◆ TASK DIRECTIONS ◆
Quote exactly, and only, the lines from the one with "grass lawn, the" through the end of the listing.

◆ STORED ROWS ◆
_ _ _

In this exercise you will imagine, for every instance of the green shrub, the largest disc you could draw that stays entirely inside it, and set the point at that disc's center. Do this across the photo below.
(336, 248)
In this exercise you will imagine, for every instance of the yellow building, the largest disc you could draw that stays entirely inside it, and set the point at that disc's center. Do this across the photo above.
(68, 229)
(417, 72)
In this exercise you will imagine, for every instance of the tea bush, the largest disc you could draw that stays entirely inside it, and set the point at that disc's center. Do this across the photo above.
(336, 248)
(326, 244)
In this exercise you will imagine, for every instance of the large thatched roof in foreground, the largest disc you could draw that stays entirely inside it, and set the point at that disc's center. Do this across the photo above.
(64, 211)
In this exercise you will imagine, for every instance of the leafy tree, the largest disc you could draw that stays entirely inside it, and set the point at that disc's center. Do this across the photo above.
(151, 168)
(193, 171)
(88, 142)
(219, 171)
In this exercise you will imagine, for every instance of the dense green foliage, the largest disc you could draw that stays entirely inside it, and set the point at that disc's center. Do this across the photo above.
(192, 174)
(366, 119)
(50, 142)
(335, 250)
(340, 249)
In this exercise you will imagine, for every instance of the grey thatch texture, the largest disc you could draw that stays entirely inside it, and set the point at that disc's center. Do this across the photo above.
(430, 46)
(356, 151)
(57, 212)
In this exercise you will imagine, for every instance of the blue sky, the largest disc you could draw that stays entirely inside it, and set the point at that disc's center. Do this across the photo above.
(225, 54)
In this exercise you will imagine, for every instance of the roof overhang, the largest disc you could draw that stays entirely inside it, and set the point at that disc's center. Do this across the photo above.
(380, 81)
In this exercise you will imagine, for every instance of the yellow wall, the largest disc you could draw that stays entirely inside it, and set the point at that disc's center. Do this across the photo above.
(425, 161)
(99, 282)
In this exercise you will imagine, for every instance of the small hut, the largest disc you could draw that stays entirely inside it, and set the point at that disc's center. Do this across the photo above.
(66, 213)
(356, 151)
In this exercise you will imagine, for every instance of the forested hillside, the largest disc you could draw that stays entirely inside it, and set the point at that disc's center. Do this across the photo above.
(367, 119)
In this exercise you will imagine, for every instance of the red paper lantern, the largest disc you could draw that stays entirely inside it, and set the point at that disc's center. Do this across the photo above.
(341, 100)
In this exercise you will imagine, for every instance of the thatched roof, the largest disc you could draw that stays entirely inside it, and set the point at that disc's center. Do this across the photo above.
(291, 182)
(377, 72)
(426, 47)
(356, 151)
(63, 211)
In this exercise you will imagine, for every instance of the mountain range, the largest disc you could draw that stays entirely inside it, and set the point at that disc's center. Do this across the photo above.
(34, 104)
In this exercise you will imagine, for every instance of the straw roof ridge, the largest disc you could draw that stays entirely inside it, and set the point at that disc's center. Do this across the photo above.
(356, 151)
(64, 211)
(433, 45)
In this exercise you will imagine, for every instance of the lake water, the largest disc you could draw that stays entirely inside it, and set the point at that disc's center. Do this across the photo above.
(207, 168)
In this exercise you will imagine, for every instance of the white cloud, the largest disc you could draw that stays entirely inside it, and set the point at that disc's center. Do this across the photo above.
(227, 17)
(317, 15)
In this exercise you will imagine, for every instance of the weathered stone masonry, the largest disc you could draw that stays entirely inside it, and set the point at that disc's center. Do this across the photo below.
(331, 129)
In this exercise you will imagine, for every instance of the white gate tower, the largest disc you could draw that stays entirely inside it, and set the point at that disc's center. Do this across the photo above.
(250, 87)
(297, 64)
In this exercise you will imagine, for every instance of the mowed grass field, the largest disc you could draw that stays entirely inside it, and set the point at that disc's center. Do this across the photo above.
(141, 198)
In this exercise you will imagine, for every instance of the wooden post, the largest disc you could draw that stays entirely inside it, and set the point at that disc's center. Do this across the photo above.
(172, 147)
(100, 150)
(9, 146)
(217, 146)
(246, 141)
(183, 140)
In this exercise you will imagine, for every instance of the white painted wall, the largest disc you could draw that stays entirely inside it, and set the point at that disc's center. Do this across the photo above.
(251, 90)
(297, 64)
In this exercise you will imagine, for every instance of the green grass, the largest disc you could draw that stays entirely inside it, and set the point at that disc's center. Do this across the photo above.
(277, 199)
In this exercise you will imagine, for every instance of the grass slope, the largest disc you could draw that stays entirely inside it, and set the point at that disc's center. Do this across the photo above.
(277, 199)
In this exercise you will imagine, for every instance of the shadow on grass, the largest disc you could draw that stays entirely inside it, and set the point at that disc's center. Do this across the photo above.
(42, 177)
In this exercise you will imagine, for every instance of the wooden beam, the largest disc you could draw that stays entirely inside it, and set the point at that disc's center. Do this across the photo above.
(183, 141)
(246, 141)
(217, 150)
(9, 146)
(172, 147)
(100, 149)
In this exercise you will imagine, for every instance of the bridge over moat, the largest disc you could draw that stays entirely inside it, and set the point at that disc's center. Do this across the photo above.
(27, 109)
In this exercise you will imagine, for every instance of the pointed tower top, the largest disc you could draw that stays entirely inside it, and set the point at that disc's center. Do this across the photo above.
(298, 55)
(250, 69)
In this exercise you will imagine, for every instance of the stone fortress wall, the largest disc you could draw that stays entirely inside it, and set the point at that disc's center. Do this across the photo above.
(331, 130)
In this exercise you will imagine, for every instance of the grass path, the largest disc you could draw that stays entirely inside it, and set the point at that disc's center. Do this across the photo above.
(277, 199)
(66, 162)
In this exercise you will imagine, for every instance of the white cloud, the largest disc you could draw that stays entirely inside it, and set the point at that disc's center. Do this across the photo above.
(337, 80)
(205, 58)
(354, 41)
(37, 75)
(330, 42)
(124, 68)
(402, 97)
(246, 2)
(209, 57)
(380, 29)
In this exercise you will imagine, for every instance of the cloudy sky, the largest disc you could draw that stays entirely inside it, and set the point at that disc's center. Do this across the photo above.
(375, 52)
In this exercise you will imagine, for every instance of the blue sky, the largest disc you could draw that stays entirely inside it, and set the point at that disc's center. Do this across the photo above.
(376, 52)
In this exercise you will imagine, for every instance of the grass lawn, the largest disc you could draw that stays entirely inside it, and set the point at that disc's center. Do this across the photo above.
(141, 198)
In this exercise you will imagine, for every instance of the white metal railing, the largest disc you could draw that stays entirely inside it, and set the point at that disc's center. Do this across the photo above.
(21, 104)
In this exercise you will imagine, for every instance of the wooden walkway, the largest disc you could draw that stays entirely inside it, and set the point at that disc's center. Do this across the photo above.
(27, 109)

_ _ _

◆ REPLY TO THE EXERCISE ◆
In this exercise you will imagine, for every instance of the grass lawn, the largest disc you could draw that stays entirely inside it, and set the point at that disc's center. Do this across the photo above.
(141, 198)
In this exercise you will imagine, for every instance of the white metal railing, the largest disc you could draw that stays entirely inside it, and set the point at that disc's center. Do this across the photo above.
(21, 104)
In this exercise you will imagine, for every instance of the wooden walkway, the largest disc you could draw that stays entirely inside it, and set the point at that disc's center. Do this across the photo above.
(27, 109)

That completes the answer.